■ Actions to take ■
A – Reproduce the Chloe Haines profile from "- Original team(s): Burnie" up to and including "Club / Games (Goals)".
B – Carry on writing the Chloe Haines profile, starting right after its final sentence.
-- Text shown follows --
Personal information
- Date of birth: 29 February 2000 (age 25)
- Original team(s): Burnie Dockers (TSLW)
- Draft: No. 55, 2018 national draft
- Debut: Round 3, 2019, North Melbourne vs. Western Bulldogs, at University of Tasmania Stadium
- Height: 173 cm (5 ft 8 in)
- Position(s): Midfielder/forward

Club information
- Current club: North Melbourne
- Number: 29

Playing career^{1}
- Years: Club / Games (Goals)
- 2019–2020: North Melbourne / 1 (0)
- ^{1} Playing statistics correct to the end of the 2020 season.

= Chloe Haines =

Australian rules footballer

Chloe Haines (born 29 February 2000) is an Australian rules footballer who last played for North Melbourne in the AFL Women's (AFLW).
-- Text shown concluded --
-- Dataset excerpts follows --
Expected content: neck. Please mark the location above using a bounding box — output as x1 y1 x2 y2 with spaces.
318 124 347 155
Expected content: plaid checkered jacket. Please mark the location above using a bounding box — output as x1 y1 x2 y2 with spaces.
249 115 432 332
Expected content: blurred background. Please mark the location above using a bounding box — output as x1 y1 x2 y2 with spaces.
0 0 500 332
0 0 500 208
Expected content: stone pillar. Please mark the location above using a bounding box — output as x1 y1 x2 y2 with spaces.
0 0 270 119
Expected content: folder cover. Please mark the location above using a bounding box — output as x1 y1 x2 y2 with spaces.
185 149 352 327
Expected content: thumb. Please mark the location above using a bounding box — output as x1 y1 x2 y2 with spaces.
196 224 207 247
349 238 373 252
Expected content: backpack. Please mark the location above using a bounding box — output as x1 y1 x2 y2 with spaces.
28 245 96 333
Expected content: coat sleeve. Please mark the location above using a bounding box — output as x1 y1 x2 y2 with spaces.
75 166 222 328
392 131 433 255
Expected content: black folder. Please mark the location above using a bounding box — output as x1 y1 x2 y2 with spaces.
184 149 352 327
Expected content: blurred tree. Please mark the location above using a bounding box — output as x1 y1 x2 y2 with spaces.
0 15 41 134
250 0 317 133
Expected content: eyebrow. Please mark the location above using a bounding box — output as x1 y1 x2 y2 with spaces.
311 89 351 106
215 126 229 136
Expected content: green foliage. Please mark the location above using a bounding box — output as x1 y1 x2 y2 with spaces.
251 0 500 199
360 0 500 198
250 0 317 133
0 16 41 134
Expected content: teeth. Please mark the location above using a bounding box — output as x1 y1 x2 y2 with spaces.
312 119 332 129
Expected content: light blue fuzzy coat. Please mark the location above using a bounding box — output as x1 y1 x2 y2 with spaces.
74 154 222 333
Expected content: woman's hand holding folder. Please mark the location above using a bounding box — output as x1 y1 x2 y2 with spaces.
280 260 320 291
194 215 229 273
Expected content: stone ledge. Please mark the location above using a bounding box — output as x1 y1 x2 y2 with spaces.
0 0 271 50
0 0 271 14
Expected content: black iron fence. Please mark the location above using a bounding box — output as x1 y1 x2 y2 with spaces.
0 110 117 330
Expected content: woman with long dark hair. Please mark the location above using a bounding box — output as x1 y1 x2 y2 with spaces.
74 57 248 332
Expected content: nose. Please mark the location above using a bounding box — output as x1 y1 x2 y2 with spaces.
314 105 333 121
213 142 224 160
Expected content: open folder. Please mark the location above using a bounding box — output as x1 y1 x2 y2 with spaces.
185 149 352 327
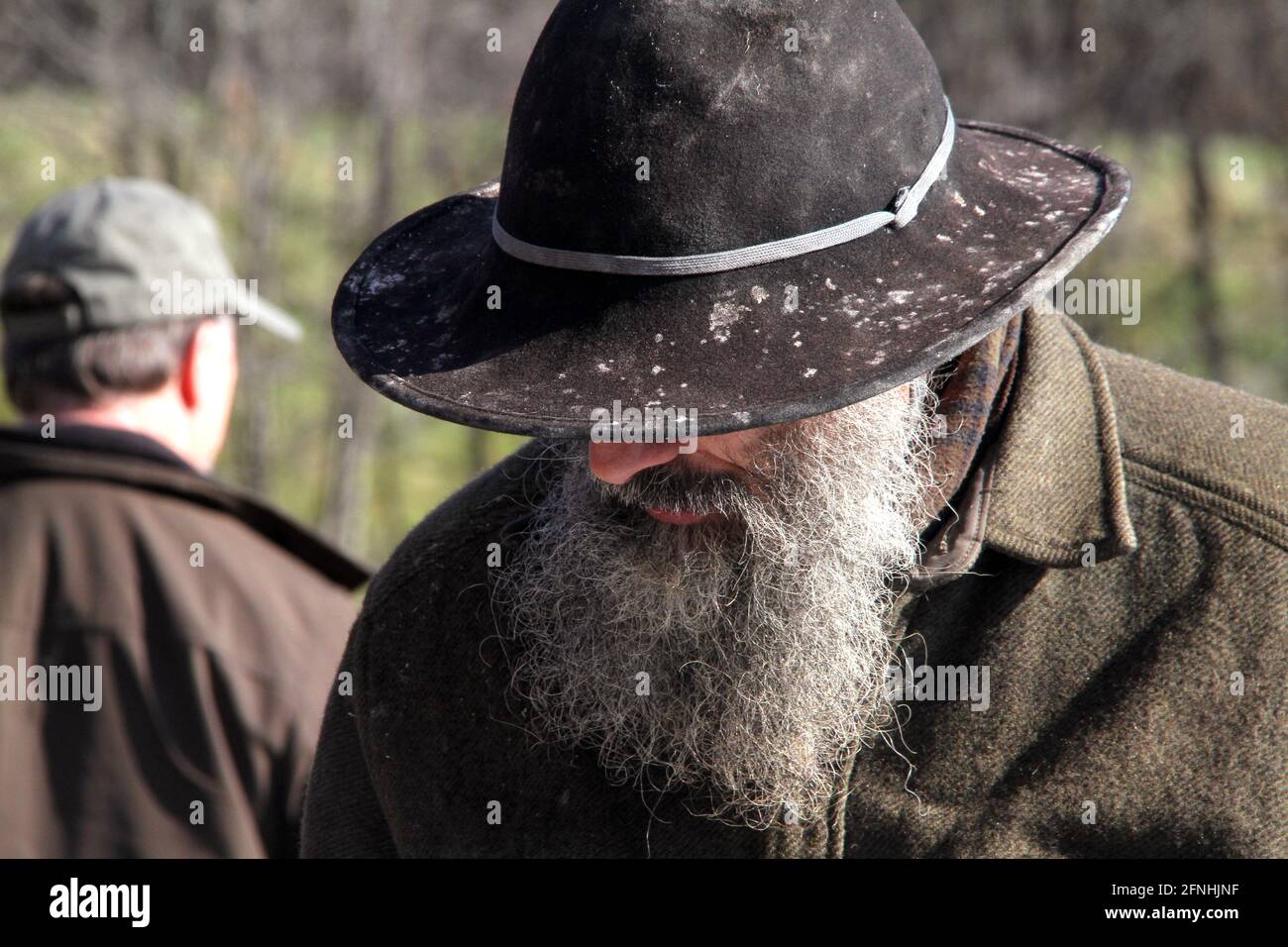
-- Dataset excerpts concluded --
■ Your written answers ■
A –
- Original team(s): Burnie Dockers (TSLW)
- Draft: No. 55, 2018 national draft
- Debut: Round 3, 2019, North Melbourne vs. Western Bulldogs, at University of Tasmania Stadium
- Height: 173 cm (5 ft 8 in)
- Position(s): Midfielder/forward

Club information
- Current club: North Melbourne
- Number: 29

Playing career^{1}
- Years: Club / Games (Goals)

B –
== Early life ==
From Wynyard, Tasmania, Haines grew up playing basketball with her identical twin sister Libby. They were both introduced to football through a clinic administered by the Burnie Dockers at their school Hellyer College when they were in year 10. Both sisters were included in the 2018 AFLW Academy, which allowed them to train with AFLW clubs and attend development camps. They played for their state at the 2018 AFL Women's Under 18 Championships and later competed in the Eastern Allies team. Both sisters played in a VFL Women's match for Melbourne University – Chloe amassed 12 disposals, five marks and five tackles.

== AFLW career ==
Haines was drafted by North Melbourne with pick 55 in the 2018 national draft, together with her sister, Libby. She made her debut against the Western Bulldogs in round 3 of the 2019 season. Haines was re-signed for the 2020 season.
In June 2020, Haines was delisted by North Melbourne, along with her sister, Libby.